* begin *

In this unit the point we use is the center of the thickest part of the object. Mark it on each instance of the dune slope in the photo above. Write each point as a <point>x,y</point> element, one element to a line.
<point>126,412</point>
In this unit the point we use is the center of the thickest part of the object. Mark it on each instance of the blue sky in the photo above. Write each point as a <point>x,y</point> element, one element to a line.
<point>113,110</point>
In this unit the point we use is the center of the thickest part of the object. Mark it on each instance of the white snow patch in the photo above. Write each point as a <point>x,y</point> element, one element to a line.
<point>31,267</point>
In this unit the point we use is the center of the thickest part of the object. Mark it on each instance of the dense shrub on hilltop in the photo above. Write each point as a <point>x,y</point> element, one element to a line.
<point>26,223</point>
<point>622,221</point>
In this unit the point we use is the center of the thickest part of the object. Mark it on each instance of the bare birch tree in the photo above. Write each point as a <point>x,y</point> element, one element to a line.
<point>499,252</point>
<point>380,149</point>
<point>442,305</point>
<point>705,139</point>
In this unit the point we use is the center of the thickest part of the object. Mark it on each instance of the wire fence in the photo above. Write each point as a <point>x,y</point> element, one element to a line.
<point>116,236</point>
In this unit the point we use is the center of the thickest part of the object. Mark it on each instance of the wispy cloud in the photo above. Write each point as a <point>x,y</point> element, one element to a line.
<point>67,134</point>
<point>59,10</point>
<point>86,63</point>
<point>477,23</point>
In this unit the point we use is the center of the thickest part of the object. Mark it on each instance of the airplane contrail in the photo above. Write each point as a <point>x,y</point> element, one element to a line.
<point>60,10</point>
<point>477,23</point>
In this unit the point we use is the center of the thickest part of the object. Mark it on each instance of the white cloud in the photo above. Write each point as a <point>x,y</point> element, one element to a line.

* end *
* begin *

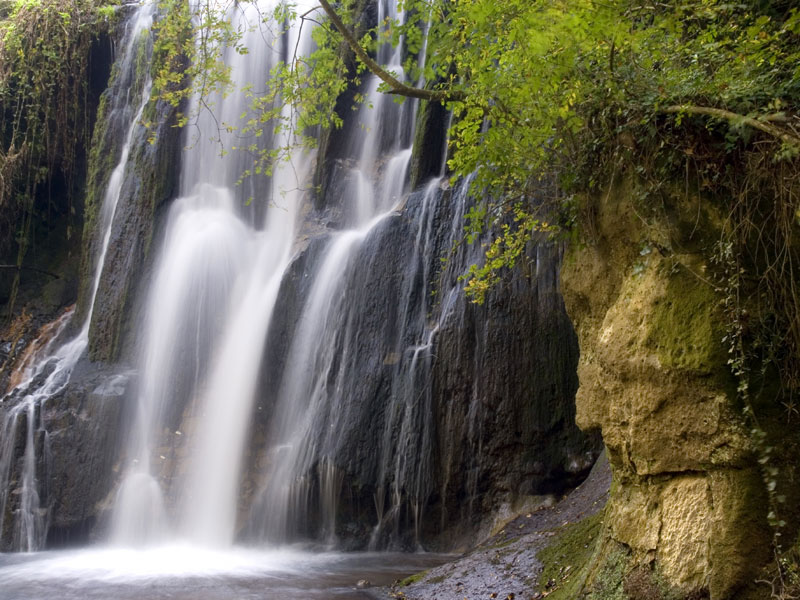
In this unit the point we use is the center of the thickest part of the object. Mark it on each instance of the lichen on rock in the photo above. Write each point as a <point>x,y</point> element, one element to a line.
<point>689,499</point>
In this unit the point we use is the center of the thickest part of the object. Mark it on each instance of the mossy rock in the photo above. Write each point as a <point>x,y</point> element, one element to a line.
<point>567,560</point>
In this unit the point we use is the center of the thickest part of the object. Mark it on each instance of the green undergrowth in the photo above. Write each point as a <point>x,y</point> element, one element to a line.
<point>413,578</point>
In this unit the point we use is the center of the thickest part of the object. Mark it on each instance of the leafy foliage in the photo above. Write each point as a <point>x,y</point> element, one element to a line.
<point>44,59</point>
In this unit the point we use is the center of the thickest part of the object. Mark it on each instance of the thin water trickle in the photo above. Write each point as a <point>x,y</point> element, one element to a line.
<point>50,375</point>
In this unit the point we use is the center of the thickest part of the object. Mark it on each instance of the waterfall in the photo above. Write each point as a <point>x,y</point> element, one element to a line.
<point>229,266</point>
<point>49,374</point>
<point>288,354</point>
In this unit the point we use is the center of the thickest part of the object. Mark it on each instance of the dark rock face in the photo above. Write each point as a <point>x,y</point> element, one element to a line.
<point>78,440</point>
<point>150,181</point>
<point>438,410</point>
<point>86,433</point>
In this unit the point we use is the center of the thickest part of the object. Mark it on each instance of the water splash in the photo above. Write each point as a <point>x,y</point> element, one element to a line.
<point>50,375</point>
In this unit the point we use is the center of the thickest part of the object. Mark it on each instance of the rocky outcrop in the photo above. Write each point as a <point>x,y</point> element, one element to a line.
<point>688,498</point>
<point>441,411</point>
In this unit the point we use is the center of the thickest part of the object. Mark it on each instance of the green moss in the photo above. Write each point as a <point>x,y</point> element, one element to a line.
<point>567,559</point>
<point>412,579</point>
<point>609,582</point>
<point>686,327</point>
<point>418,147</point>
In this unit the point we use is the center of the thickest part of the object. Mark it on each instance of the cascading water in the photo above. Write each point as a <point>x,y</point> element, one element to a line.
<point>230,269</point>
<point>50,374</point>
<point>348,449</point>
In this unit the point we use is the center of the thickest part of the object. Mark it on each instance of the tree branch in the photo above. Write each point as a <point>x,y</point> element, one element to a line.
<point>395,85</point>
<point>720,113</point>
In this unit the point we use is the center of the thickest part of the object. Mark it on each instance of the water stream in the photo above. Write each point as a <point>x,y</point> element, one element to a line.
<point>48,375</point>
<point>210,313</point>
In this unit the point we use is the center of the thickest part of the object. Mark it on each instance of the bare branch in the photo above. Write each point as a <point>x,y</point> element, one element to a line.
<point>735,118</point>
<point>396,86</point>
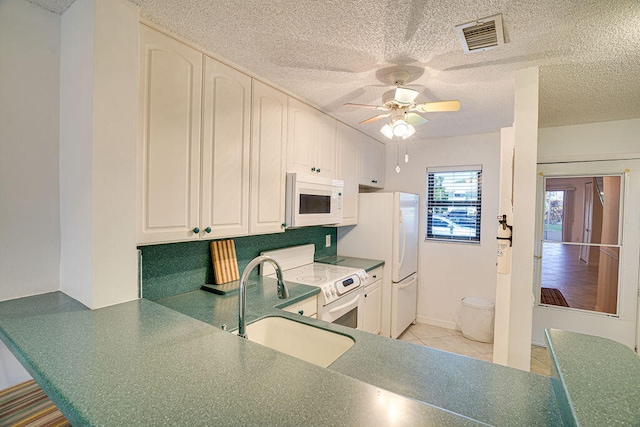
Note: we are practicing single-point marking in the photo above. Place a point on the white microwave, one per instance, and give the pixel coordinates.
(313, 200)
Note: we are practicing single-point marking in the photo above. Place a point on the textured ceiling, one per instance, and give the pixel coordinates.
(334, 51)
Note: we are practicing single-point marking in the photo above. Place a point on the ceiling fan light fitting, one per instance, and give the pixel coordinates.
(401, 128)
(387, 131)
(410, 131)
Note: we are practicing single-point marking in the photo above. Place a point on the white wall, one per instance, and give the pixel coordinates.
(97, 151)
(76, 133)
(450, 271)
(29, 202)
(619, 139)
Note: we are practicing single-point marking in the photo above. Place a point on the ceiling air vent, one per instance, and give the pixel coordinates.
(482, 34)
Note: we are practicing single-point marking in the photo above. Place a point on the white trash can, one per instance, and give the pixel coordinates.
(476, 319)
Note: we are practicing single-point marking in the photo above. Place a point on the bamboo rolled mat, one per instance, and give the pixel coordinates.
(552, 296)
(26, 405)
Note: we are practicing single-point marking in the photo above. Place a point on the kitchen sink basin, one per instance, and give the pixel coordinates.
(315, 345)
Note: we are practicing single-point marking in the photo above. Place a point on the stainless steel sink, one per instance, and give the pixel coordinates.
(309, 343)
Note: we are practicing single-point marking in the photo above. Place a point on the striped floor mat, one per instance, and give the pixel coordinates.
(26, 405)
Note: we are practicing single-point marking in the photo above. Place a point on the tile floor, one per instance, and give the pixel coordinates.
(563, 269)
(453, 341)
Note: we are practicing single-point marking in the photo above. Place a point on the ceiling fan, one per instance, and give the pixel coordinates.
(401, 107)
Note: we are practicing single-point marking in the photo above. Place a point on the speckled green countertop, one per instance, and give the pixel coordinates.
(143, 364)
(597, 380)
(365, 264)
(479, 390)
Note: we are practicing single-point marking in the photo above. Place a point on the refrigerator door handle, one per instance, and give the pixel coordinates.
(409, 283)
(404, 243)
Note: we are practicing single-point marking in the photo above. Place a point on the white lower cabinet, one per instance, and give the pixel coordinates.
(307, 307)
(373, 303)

* end *

* **WHAT THE TASK REQUIRES**: Copy the stretch of items from the line containing "the bare branch" through the line containing "<point>396,86</point>", both ends included, with every character unchanged.

* **EXERCISE RESULT**:
In this unit the point we use is the center of the thickest part of the object. Mark it on each instance of the bare branch in the photo above. Write each point as a <point>x,y</point> element, one element to a line.
<point>735,118</point>
<point>396,86</point>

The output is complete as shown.